=== DIRECTIVES ===
[1] Reproduce the passage of the cupid cichlid thread from "I have some" up to and including "one next week.".
[2] List every distinct username that appears in a post header of the cupid cichlid thread.

=== SELECTION ===
>> BEGIN

# Does anyone own cupid cichlids?



## cichlidluvr82 (Oct 7, 2017)

I'm just wondering if anyone here keeps cupid cichlids and do they do well in a community tank? Any info is much appreciated.


----------



## Narwhal72 (Sep 26, 2006)

I used to keep them but I don't have any currently. They do quite well in a community tank.


----------



## Bd79 (Apr 11, 2011)

I have some in a 70 gallon community tank. They are very nice community fish.


----------



## cichlidluvr82 (Oct 7, 2017)

That's Awesome. Glad to hear. I'll be getting one next week.


----------



## SantaMonicaHelp (Oct 1, 2012)

Let us know how that goes.

-Kamran


----------



## cichlidluvr82 (Oct 7, 2017)

Got my cupid cichlid yesterday. He's a lot bigger than the website said. He's super cute and shy and doesn't bother with any of the other fish..... Hopefully he stays that way cause I already love him.


----------



## joselepiu (Jul 22, 2017)

:thumb: :thumb: :thumb:

any pics?...


----------



## cichlidluvr82 (Oct 7, 2017)

No, no pics. I can take some though. Seriously I love my Cupid cichlid. Only had him for 3 days and he's one of my favorite fish. He is so cute, calm and mellow. It's hard to believe he's a cichlid. He is so much bigger than all my other fish. He doesn't bother anyone.


----------



## joselepiu (Jul 22, 2017)

what size tank do you have?... :-? :-?


----------



## cichlidluvr82 (Oct 7, 2017)

>> END

Entries from a point annotation set:
>> BEGIN

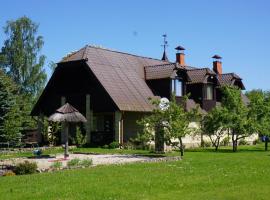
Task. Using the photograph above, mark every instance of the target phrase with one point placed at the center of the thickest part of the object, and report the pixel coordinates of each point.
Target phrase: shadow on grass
(228, 149)
(40, 157)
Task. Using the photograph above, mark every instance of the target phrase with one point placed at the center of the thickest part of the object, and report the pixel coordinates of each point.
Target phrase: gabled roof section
(121, 74)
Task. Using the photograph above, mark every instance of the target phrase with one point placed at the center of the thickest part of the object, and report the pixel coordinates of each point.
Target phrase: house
(112, 89)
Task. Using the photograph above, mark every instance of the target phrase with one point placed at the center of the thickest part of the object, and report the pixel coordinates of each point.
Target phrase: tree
(10, 113)
(236, 114)
(169, 125)
(260, 112)
(20, 56)
(214, 125)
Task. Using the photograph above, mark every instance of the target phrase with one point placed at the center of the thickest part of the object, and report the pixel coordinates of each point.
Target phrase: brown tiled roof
(121, 74)
(160, 71)
(228, 79)
(198, 75)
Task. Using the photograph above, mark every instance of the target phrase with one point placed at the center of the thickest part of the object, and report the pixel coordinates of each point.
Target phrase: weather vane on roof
(165, 44)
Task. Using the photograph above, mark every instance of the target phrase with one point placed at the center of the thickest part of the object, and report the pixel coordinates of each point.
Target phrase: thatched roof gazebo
(67, 114)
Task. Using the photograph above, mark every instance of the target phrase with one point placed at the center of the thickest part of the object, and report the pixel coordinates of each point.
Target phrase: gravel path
(45, 163)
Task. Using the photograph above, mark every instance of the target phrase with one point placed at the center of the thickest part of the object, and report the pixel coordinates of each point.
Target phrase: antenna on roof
(165, 44)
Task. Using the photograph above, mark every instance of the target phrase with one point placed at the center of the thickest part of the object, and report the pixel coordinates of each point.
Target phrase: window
(209, 92)
(176, 86)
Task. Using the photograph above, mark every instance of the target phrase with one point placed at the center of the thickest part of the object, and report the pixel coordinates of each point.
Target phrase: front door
(103, 129)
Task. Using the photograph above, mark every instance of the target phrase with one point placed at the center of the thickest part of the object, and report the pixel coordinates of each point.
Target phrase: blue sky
(238, 30)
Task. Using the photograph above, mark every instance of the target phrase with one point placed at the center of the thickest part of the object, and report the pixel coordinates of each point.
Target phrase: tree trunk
(266, 144)
(181, 147)
(159, 139)
(234, 145)
(66, 140)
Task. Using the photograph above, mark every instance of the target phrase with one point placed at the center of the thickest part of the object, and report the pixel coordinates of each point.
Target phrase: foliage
(10, 112)
(79, 139)
(25, 168)
(225, 141)
(56, 165)
(114, 145)
(236, 115)
(259, 107)
(169, 125)
(20, 55)
(86, 162)
(73, 162)
(214, 125)
(206, 143)
(9, 173)
(51, 134)
(243, 142)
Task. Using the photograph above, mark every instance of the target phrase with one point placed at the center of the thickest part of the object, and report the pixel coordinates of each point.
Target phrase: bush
(79, 139)
(105, 146)
(243, 142)
(128, 145)
(114, 145)
(25, 168)
(86, 162)
(206, 144)
(73, 162)
(225, 141)
(257, 141)
(9, 173)
(56, 165)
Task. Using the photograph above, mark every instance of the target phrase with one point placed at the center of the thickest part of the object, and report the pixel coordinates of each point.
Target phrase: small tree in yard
(260, 112)
(179, 124)
(169, 125)
(236, 114)
(214, 125)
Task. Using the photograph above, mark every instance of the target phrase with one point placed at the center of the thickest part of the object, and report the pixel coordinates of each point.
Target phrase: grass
(200, 175)
(11, 154)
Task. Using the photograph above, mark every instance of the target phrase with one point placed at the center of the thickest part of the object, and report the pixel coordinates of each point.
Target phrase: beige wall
(131, 128)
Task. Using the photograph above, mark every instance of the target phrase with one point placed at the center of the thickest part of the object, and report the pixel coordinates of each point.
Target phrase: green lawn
(201, 175)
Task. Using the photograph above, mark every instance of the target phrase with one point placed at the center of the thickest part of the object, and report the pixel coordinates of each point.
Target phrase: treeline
(22, 77)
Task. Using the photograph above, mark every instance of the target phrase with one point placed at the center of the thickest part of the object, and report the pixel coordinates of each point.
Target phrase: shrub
(257, 141)
(128, 145)
(114, 145)
(25, 168)
(73, 162)
(9, 173)
(56, 165)
(243, 142)
(86, 162)
(79, 139)
(225, 141)
(206, 144)
(105, 146)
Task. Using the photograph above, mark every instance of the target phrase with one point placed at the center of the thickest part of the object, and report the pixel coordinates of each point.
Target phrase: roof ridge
(203, 68)
(159, 65)
(116, 51)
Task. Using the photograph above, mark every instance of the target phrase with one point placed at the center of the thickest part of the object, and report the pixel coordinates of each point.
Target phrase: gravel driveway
(45, 163)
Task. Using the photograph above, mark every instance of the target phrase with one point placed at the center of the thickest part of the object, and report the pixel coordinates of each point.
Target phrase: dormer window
(177, 87)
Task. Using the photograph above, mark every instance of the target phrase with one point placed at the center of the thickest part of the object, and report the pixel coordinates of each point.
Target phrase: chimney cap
(217, 57)
(180, 48)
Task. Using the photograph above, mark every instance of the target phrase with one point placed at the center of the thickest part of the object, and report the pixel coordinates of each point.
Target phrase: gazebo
(67, 114)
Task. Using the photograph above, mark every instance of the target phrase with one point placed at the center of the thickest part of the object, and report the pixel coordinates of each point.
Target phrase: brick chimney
(217, 64)
(180, 56)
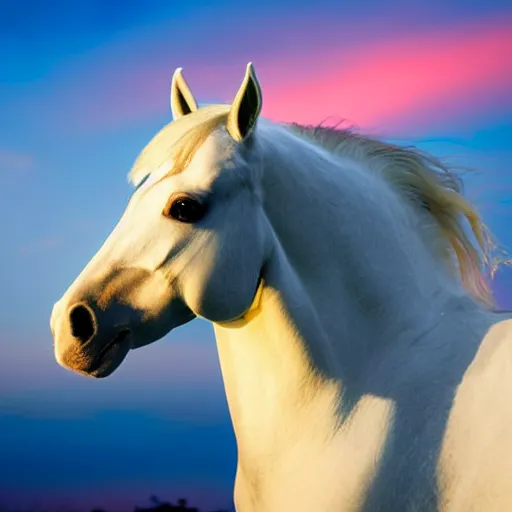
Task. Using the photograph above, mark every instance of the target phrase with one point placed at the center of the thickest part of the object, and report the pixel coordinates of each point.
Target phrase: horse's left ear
(246, 107)
(182, 99)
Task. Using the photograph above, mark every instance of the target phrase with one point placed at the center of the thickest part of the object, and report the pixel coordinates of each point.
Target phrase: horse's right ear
(182, 99)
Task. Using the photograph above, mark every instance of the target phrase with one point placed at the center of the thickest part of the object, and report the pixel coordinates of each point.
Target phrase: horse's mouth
(111, 355)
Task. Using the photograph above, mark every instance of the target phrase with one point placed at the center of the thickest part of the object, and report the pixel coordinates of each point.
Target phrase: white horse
(364, 366)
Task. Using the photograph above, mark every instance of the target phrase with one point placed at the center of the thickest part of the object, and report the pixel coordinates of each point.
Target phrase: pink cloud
(426, 75)
(411, 79)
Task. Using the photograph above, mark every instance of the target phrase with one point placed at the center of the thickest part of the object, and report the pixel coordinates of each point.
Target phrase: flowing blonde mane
(418, 176)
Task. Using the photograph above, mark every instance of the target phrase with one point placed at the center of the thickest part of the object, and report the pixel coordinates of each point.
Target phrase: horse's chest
(313, 467)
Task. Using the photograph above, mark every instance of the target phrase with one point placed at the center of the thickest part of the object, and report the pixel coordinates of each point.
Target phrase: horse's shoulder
(495, 352)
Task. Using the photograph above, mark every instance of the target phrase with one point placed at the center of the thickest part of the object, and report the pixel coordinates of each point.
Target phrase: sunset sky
(84, 85)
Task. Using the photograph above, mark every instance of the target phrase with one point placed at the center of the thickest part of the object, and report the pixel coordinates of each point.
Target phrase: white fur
(364, 378)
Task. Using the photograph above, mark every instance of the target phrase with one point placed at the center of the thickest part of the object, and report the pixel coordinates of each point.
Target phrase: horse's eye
(185, 209)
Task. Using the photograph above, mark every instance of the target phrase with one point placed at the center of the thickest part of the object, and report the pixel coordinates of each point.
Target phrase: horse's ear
(246, 107)
(182, 99)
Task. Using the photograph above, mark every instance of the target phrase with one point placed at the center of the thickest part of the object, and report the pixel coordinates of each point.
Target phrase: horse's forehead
(210, 158)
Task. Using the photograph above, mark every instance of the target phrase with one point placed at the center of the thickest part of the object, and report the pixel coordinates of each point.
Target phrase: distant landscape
(157, 505)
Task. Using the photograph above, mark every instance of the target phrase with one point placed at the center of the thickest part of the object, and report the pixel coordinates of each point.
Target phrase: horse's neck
(276, 369)
(354, 244)
(348, 278)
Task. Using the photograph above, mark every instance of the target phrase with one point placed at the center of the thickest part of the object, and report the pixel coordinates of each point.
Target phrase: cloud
(15, 162)
(414, 78)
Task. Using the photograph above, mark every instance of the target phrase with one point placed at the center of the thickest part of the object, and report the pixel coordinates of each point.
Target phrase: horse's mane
(419, 176)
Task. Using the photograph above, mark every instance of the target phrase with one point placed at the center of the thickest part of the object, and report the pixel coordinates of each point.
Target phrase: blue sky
(83, 87)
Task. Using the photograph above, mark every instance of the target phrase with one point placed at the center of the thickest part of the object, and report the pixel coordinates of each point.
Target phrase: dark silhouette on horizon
(156, 506)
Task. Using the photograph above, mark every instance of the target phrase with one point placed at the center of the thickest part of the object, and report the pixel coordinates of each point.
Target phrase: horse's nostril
(82, 323)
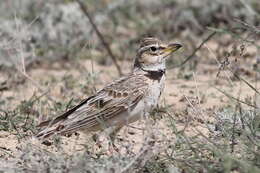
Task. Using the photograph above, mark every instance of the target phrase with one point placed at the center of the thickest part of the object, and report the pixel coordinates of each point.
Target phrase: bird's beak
(172, 47)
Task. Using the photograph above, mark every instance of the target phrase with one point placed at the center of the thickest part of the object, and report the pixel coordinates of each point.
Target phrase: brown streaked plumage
(121, 102)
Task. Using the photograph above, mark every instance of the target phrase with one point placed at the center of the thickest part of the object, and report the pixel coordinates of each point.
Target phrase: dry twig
(84, 9)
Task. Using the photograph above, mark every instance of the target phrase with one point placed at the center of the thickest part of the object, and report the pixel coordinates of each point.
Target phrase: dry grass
(208, 119)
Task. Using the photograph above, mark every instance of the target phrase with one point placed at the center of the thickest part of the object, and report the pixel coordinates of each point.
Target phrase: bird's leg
(95, 138)
(112, 137)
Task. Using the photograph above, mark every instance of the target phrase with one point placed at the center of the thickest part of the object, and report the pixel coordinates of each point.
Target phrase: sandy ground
(193, 100)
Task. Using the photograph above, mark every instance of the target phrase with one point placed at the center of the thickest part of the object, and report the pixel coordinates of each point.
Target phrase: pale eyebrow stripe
(147, 47)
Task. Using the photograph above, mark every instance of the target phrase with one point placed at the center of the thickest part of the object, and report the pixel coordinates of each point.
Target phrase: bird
(124, 100)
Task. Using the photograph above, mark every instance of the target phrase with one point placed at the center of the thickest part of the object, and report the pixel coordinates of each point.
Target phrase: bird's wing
(122, 95)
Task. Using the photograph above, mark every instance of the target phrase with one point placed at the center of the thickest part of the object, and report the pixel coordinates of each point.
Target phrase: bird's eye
(153, 48)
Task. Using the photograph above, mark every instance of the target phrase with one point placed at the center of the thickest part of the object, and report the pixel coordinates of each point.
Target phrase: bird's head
(152, 54)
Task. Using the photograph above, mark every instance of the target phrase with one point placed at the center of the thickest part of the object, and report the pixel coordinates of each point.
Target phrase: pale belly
(142, 109)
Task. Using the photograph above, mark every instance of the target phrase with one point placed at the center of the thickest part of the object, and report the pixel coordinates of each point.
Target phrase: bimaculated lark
(123, 101)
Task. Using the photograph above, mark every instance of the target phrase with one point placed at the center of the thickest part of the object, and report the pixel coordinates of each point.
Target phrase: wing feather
(120, 96)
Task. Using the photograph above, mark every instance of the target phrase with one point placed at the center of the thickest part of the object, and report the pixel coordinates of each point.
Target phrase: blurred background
(58, 29)
(52, 57)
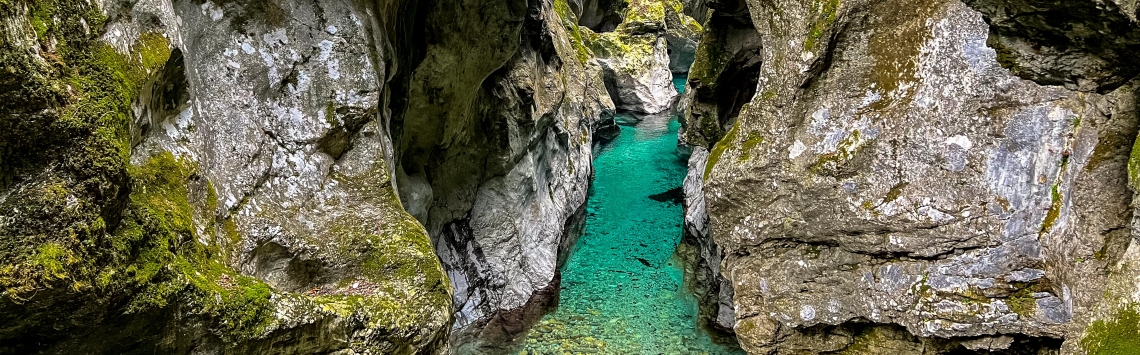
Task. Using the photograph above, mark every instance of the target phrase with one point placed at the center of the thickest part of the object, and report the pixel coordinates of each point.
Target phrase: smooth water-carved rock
(225, 176)
(656, 40)
(499, 124)
(892, 176)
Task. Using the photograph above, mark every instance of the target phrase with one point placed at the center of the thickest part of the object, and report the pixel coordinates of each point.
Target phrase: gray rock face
(893, 183)
(497, 140)
(717, 308)
(1089, 46)
(291, 134)
(641, 80)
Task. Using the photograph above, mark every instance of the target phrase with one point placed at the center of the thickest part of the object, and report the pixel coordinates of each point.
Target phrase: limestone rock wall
(258, 176)
(892, 184)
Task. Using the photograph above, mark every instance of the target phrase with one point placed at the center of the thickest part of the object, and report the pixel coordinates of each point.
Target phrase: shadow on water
(623, 288)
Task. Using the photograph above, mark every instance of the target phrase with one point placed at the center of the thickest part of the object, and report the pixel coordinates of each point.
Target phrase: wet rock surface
(239, 169)
(890, 177)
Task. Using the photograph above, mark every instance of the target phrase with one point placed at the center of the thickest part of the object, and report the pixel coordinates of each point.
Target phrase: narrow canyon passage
(623, 289)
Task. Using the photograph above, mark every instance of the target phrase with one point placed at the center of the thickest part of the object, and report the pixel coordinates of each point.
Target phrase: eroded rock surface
(890, 185)
(227, 177)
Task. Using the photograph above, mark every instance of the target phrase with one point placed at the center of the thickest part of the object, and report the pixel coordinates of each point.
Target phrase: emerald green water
(623, 288)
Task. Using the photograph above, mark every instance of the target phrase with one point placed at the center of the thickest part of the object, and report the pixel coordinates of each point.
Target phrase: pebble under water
(623, 288)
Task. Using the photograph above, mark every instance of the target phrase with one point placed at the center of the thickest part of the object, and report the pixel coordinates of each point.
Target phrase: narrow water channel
(623, 288)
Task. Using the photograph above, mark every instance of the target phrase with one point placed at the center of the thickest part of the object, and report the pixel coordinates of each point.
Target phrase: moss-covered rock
(94, 243)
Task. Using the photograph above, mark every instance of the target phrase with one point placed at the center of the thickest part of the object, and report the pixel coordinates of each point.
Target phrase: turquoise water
(623, 288)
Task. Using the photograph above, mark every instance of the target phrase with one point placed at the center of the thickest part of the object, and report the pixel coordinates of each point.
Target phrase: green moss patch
(718, 150)
(570, 22)
(1120, 335)
(1055, 210)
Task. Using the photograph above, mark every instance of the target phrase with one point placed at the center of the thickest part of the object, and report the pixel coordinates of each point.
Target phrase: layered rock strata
(895, 184)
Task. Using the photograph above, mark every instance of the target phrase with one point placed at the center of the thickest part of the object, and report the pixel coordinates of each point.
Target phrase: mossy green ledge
(90, 242)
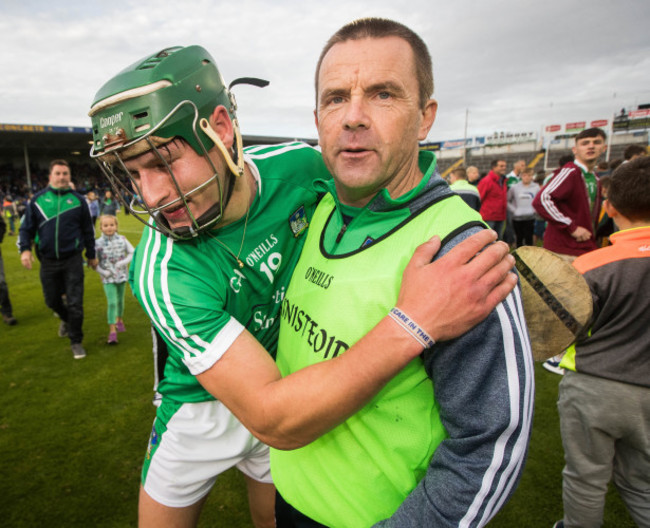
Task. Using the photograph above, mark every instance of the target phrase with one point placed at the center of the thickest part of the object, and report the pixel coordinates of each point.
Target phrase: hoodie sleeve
(484, 384)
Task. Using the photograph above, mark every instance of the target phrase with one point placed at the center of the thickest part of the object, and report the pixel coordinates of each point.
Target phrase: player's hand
(456, 292)
(26, 259)
(581, 234)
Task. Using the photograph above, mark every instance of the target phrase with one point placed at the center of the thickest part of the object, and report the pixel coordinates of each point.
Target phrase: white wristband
(411, 327)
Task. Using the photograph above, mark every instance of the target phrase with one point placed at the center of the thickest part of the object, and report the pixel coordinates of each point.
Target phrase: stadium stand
(34, 146)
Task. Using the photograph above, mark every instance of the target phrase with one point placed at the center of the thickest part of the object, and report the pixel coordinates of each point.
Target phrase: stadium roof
(40, 142)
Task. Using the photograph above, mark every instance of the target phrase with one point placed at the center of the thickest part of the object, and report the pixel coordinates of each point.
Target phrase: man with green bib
(443, 443)
(225, 226)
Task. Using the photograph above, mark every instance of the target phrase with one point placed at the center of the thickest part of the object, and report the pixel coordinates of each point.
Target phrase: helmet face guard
(164, 97)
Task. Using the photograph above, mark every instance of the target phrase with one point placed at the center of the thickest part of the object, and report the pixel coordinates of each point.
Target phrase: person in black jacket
(58, 221)
(5, 304)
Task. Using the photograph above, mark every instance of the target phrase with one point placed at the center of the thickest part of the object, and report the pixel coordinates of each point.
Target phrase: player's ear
(428, 117)
(221, 123)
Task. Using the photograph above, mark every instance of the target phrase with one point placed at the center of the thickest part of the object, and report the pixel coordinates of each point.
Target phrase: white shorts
(201, 441)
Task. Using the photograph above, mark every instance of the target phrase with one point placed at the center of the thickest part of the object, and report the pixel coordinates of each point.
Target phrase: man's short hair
(629, 189)
(461, 174)
(58, 162)
(633, 150)
(380, 28)
(591, 132)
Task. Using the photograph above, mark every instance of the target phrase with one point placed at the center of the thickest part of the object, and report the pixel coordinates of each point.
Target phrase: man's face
(500, 168)
(157, 186)
(588, 150)
(526, 177)
(369, 117)
(108, 226)
(59, 177)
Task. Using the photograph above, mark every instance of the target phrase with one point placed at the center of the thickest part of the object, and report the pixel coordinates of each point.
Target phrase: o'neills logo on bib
(319, 278)
(319, 339)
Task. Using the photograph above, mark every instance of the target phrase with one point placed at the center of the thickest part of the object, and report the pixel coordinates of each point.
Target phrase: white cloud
(514, 65)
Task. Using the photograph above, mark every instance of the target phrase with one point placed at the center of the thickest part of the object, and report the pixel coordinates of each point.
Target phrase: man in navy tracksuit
(57, 221)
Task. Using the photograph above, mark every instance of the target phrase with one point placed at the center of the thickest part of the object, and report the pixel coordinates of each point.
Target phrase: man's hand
(581, 234)
(26, 259)
(453, 294)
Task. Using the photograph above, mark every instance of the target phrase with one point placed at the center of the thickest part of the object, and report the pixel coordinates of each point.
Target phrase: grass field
(73, 432)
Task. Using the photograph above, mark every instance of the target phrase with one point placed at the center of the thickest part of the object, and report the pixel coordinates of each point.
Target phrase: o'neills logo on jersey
(319, 339)
(261, 250)
(319, 278)
(110, 120)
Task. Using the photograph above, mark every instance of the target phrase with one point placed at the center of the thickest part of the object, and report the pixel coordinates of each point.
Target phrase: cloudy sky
(512, 66)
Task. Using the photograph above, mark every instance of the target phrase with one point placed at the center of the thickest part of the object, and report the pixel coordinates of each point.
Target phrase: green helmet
(171, 94)
(144, 96)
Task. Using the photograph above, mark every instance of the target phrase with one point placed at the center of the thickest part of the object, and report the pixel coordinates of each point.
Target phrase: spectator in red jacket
(494, 197)
(570, 202)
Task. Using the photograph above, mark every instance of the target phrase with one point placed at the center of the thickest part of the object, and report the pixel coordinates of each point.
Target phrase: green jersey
(196, 294)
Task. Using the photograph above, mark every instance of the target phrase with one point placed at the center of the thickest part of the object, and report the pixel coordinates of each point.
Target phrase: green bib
(361, 471)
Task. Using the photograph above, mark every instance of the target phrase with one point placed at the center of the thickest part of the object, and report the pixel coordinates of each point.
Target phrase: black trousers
(286, 516)
(5, 303)
(65, 276)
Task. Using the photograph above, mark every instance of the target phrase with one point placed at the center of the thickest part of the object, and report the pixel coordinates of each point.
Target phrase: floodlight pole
(465, 138)
(27, 173)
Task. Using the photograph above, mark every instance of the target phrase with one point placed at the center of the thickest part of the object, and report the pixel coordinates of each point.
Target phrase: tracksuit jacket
(494, 197)
(564, 203)
(58, 222)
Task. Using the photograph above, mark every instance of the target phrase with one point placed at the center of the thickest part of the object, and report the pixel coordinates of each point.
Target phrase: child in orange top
(604, 402)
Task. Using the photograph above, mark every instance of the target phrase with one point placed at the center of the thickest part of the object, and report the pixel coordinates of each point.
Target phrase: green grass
(73, 432)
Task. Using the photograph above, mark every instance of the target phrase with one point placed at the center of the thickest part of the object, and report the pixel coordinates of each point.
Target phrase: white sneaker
(78, 352)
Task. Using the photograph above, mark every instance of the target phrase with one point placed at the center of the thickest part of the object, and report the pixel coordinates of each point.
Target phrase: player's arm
(484, 384)
(290, 412)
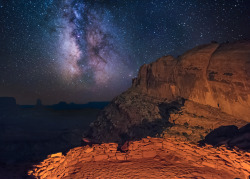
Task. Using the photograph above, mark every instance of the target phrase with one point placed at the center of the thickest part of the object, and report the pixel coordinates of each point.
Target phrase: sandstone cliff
(164, 158)
(206, 87)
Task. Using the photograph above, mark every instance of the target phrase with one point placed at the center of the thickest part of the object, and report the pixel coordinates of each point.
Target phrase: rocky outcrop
(215, 75)
(206, 87)
(166, 158)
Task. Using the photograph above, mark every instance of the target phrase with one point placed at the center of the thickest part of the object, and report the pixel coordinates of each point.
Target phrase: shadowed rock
(211, 84)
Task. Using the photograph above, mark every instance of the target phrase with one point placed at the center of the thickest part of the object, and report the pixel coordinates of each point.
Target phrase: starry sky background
(89, 50)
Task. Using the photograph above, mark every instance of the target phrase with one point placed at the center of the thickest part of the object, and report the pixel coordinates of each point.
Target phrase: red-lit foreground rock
(147, 158)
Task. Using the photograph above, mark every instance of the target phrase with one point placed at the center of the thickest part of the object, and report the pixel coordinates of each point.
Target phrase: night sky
(80, 51)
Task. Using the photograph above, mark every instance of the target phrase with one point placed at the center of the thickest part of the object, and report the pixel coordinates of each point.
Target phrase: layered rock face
(214, 75)
(147, 158)
(206, 87)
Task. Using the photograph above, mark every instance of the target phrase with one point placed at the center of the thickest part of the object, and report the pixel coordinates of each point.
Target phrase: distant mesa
(65, 106)
(7, 103)
(39, 103)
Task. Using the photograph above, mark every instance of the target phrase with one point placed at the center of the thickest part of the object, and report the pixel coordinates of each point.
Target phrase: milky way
(89, 50)
(89, 46)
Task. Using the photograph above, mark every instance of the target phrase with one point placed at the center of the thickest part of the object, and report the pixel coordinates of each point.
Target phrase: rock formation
(165, 158)
(201, 96)
(203, 89)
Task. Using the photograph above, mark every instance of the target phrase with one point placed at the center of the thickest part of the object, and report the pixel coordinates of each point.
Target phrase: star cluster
(85, 50)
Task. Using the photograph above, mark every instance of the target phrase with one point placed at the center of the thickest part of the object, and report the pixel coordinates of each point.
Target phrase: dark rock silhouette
(229, 136)
(211, 82)
(7, 103)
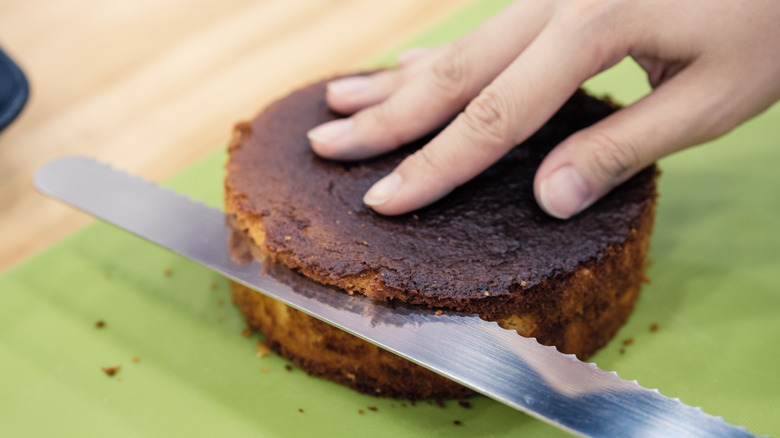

>> END

=== TASK-BY-TASK ANSWERS ===
[1]
I have some in a 70 gallon community tank. They are very nice community fish.


----------



## cichlidluvr82 (Oct 7, 2017)

That's Awesome. Glad to hear. I'll be getting one next week.

[2]
cichlidluvr82
Narwhal72
Bd79
SantaMonicaHelp
joselepiu